Saved entries:
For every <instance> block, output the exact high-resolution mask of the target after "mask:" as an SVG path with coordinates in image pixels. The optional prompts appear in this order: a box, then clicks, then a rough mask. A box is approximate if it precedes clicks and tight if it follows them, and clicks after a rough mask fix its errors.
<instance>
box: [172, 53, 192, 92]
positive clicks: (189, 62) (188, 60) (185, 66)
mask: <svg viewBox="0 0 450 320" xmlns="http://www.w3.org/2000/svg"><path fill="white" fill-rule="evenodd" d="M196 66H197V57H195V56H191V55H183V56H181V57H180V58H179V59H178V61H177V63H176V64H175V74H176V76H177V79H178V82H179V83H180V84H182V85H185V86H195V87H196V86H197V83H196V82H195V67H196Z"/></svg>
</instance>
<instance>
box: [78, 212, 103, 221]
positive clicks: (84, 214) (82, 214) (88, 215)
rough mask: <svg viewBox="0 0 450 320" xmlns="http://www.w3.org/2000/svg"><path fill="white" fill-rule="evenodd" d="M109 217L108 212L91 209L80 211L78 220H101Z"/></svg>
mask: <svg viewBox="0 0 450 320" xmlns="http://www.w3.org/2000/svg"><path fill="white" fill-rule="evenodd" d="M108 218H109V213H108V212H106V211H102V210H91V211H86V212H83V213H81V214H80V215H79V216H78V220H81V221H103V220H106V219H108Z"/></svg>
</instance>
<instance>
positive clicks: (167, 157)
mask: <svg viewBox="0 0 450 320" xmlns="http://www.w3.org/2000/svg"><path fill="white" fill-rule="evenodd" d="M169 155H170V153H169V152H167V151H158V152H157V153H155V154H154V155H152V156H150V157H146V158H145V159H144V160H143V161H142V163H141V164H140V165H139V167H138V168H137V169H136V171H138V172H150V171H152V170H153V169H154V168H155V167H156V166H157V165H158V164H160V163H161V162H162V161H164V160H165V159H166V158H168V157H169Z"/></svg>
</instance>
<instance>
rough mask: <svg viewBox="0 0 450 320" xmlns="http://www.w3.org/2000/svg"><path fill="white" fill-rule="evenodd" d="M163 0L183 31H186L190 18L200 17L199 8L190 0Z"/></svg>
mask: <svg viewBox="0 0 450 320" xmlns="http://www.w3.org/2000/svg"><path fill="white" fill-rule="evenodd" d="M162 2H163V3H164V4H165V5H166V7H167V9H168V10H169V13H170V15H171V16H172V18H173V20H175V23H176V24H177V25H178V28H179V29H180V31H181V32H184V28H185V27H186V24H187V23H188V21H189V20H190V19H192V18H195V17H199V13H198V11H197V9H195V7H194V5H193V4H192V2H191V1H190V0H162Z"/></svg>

→ YOUR OBJECTIVE
Tally the lines of the records that contain the string "clicks", with case counting, and give only the number.

→ TASK OUTPUT
4